» **What you will do**:
a – Decide whether each statement below agrees with the reflection on living as Christians in a divided world. For each, answer yes or no and quote the words of the reflection that settle it. (i) The homily by Bishop Mark dealt with a passage from 1 Peter 2:13-25. (ii) The author is confident the blaming is being done in the name of justice. (iii) In Matthew's Gospel, Jesus is accused of being in league with demons after healing a blind man.
b – Transcribe word for word the part of the reflection on living as Christians in a divided world that starts with "With the critical" and goes on through "true of us.".

» **Excerpt**:
------------

Living as Christians in a Divided World
Bishop Mark’s wonderful treatment of the difficult passage from 1 Peter 2:13-25 in last week’s Sunday homily stuck with me this week as we all continue to seek God’s will for us, as we navigate the storms of life together. First, Peter is clearly advocating for Christians to lead lives that are counterintuitive to us, focusing on themes like obedience to Empires, honoring one another, and even submission to slave masters. Why is this? Two reasons are worth mentioning today as the Church faces numerous challenges in light of recent events. The first is that the world has its eyes on Christians, looking to Christ-followers to either slip up, or live lives consistent with Christ’s life, death, and resurrection. The second is connected to the first. Do Christians actually believe all that Scripture says about God, and that human beings are incapable of truly setting things right in the world without God’s intervention? Christians must, in the words of the Prayer Book, confess “not only with our lips, but in our lives,” that Jesus Christ is Lord.
The question I have struggled with of late is how we, in the Church-at-large and at Christ Church Anglican, can do this in a context as divisive and potentially explosive as our own age. A pitiful and dangerous blame game has already started both around the world and in our nation surrounding the many things that currently ail us. I do not feel the need to go into great detail here about those, but countless notable examples exist. Perhaps the blaming is being done in the name of justice, though I am certainly skeptical of that. It seems that what is really going on is that the inability of the powers of our world to deliver human beings from the problems that will always plague us are fully on display in ways we are not accustomed to, and so those powers attempt to shift the blame elsewhere.
This wisdom and power of the empires of this world thrive on division. During the life of Christ, the rulers of this age would ask him to answer divisive questions in order to split, contain, and conquer his movement. The questions were always posed without nuance or any appreciation for the complications of life. “Who sinned, this man or his parents, that he was born blind?” (John 9:3) “Is it lawful to pay taxes to Caesar, or not?” (Mark 12:14) These lines of questions are expressions of the nature of power in the current age when Christ’s kingship is present, but not fully realized. They take their own forms in our own time, as political parties give overly-simplistic and contradictory narratives to make sense of the world and shout, “pick one!”
With the critical eyes of the world on us, I would like to make two suggestions for navigating the turbulence of this time at Christ Church Anglican. First, that we would reject the logic of power that Christ continually undermined during his time on this earth. “Who sinned,” is answered by “who cares? Watch what God is capable of doing to His glory.” “Should you pay taxes?” “Give to Caesar what is Caesar’s and to God what is God’s.” We lack the ability of the incarnate God-man, Jesus Christ, to know the hearts and intentions of people, but we are certainly capable of recognizing such false alternatives as false, and naming them as such. What Jesus’ own rejection of the logic of power enabled him to do was to minister to the individuals whose misfortunate was used to prove a point or stage a confrontation. May the same be true of us.
The second suggestion begins with recognizing that there are times in the Synoptic Gospels when Jesus uses the same zero-sum logic that his opponents use. In Matthew 12:30, Jesus issues this famous statement, “whoever is not with me is against me” (parallel scenes can be found in Luke 9:50 and Mark 9:40). Does this scene contradict all that we have been saying? On the contrary, it provides greater clarity to the call Christians must answer in a contentious world. These words of division all come from Christ in the context of casting out demonic forces that are oppressing people. In Matthew’s Gospel, Jesus heals a blind man and is then accused of being in league with demons himself. His response to this accusation provides the context for the “whoever is not with me is against me” teaching. All this is to say, there is one instance where what I call the “logic of power” is appropriate in the life of Christians, in relation to the demonic, the powers and principalities of this world, for whom there is no possibility of reconciliation with God or with us. These forces must simply be cast out and destroyed.

------------

» **Data provided**:
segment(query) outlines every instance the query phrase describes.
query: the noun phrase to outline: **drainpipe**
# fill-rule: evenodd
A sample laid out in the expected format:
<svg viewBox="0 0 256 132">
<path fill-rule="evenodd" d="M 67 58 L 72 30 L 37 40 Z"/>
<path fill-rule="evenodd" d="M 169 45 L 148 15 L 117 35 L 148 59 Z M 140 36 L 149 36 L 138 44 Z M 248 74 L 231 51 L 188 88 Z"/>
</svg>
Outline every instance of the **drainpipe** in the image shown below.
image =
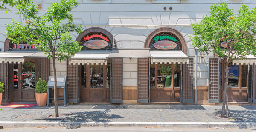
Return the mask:
<svg viewBox="0 0 256 132">
<path fill-rule="evenodd" d="M 195 104 L 197 104 L 197 61 L 198 61 L 198 49 L 195 48 Z"/>
</svg>

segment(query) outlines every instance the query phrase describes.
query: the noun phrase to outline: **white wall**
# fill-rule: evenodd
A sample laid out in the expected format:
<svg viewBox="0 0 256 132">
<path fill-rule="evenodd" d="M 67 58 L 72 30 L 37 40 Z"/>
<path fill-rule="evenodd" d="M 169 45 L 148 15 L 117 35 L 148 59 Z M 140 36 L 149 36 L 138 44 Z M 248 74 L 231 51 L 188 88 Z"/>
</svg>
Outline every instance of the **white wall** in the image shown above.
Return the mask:
<svg viewBox="0 0 256 132">
<path fill-rule="evenodd" d="M 58 0 L 34 1 L 42 3 L 40 11 L 43 13 L 47 10 L 51 2 Z M 226 2 L 235 11 L 238 10 L 241 3 L 245 3 L 250 8 L 256 6 L 256 0 L 79 0 L 78 1 L 79 6 L 72 11 L 74 23 L 83 25 L 84 29 L 93 26 L 106 29 L 114 36 L 119 48 L 143 48 L 147 36 L 151 31 L 158 27 L 169 26 L 177 29 L 182 34 L 187 43 L 187 55 L 193 58 L 195 57 L 195 52 L 191 46 L 191 40 L 189 38 L 192 32 L 191 28 L 187 27 L 187 25 L 199 21 L 203 16 L 208 14 L 209 8 L 212 4 Z M 166 7 L 166 10 L 163 9 L 164 7 Z M 169 9 L 170 7 L 172 8 L 172 10 Z M 4 32 L 5 25 L 11 23 L 12 20 L 24 24 L 20 17 L 15 14 L 17 11 L 14 8 L 10 8 L 9 9 L 12 12 L 7 14 L 5 11 L 0 11 L 0 48 L 2 51 L 6 38 Z M 78 35 L 75 33 L 73 33 L 72 34 L 75 40 Z M 197 77 L 199 86 L 208 86 L 208 58 L 212 56 L 212 55 L 209 55 L 203 59 L 198 57 Z M 133 59 L 128 60 L 124 59 L 124 86 L 137 85 L 137 77 L 134 75 L 137 66 L 134 69 L 125 68 L 129 65 L 133 66 L 137 65 L 137 60 Z M 65 75 L 65 63 L 58 63 L 58 75 Z M 52 70 L 51 75 L 53 75 Z"/>
</svg>

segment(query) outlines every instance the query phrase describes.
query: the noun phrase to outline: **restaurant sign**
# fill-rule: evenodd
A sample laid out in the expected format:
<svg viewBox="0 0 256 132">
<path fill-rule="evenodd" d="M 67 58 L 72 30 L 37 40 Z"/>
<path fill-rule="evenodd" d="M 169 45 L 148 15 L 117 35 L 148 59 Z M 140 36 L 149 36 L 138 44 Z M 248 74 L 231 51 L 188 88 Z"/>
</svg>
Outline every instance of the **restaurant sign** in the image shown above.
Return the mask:
<svg viewBox="0 0 256 132">
<path fill-rule="evenodd" d="M 102 49 L 107 47 L 108 43 L 106 41 L 100 40 L 93 40 L 87 41 L 84 43 L 84 46 L 90 49 Z"/>
<path fill-rule="evenodd" d="M 106 37 L 102 36 L 102 34 L 101 34 L 99 35 L 99 34 L 92 34 L 92 35 L 88 35 L 85 36 L 84 38 L 84 39 L 86 40 L 86 41 L 88 41 L 90 39 L 92 39 L 93 38 L 94 38 L 94 37 L 99 37 L 107 42 L 109 41 L 109 40 L 108 39 L 108 38 L 107 38 Z"/>
<path fill-rule="evenodd" d="M 33 44 L 15 44 L 13 45 L 13 49 L 38 49 Z"/>
<path fill-rule="evenodd" d="M 177 46 L 177 44 L 173 41 L 163 40 L 154 43 L 154 46 L 159 49 L 167 50 L 176 48 Z"/>
<path fill-rule="evenodd" d="M 160 40 L 161 40 L 163 39 L 169 39 L 174 42 L 176 42 L 177 41 L 177 39 L 175 38 L 174 37 L 172 37 L 168 35 L 157 36 L 154 37 L 153 39 L 155 42 L 157 42 Z"/>
</svg>

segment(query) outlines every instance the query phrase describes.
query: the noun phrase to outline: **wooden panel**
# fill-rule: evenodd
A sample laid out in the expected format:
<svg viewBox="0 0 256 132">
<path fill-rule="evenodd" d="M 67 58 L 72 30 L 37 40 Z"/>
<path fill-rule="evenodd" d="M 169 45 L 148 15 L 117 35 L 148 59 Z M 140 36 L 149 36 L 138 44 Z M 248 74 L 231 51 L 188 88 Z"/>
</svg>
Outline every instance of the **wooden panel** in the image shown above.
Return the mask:
<svg viewBox="0 0 256 132">
<path fill-rule="evenodd" d="M 158 91 L 157 96 L 159 99 L 169 99 L 171 100 L 172 91 Z"/>
<path fill-rule="evenodd" d="M 89 92 L 90 99 L 103 99 L 102 91 L 91 91 Z"/>
<path fill-rule="evenodd" d="M 139 103 L 148 102 L 148 58 L 138 58 Z"/>
<path fill-rule="evenodd" d="M 3 102 L 6 101 L 6 99 L 8 98 L 8 93 L 6 91 L 6 64 L 3 63 L 3 62 L 1 62 L 0 63 L 0 82 L 3 83 L 4 89 L 5 89 L 5 92 L 3 93 Z M 7 96 L 7 97 L 6 97 Z M 1 103 L 1 102 L 0 102 Z"/>
<path fill-rule="evenodd" d="M 78 89 L 78 65 L 70 65 L 67 62 L 67 88 L 69 103 L 77 103 L 77 89 Z M 73 100 L 72 101 L 70 101 Z"/>
<path fill-rule="evenodd" d="M 50 60 L 47 58 L 40 58 L 40 77 L 48 82 L 50 76 Z"/>
<path fill-rule="evenodd" d="M 112 59 L 111 102 L 114 103 L 122 102 L 122 58 Z"/>
<path fill-rule="evenodd" d="M 137 87 L 123 88 L 123 100 L 137 100 Z"/>
<path fill-rule="evenodd" d="M 193 103 L 193 59 L 183 65 L 182 103 Z"/>
<path fill-rule="evenodd" d="M 21 98 L 22 102 L 35 101 L 35 91 L 22 90 Z"/>
<path fill-rule="evenodd" d="M 219 58 L 209 58 L 209 103 L 219 102 Z"/>
</svg>

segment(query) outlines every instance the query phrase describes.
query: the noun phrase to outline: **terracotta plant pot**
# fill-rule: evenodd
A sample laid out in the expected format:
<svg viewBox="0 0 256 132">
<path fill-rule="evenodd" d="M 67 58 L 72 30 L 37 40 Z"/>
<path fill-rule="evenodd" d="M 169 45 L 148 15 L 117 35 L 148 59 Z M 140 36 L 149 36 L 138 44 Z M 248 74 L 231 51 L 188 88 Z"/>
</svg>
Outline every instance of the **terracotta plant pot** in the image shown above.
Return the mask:
<svg viewBox="0 0 256 132">
<path fill-rule="evenodd" d="M 38 94 L 35 93 L 35 99 L 36 100 L 36 103 L 39 107 L 46 106 L 46 102 L 47 101 L 47 93 Z"/>
<path fill-rule="evenodd" d="M 2 103 L 2 98 L 3 98 L 3 93 L 0 93 L 0 106 L 1 106 L 1 103 Z"/>
</svg>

------------

» **Task-by-task solutions**:
a –
(i) Yes: "Bishop Mark’s wonderful treatment of the difficult passage from 1 Peter 2:13-25 in last week’s Sunday homily"
(ii) No: "Perhaps the blaming is being done in the name of justice, though I am certainly skeptical of that."
(iii) Yes: "In Matthew’s Gospel, Jesus heals a blind man and is then accused of being in league with demons himself."

b –
With the critical eyes of the world on us, I would like to make two suggestions for navigating the turbulence of this time at Christ Church Anglican. First, that we would reject the logic of power that Christ continually undermined during his time on this earth. “Who sinned,” is answered by “who cares? Watch what God is capable of doing to His glory.” “Should you pay taxes?” “Give to Caesar what is Caesar’s and to God what is God’s.” We lack the ability of the incarnate God-man, Jesus Christ, to know the hearts and intentions of people, but we are certainly capable of recognizing such false alternatives as false, and naming them as such. What Jesus’ own rejection of the logic of power enabled him to do was to minister to the individuals whose misfortunate was used to prove a point or stage a confrontation. May the same be true of us.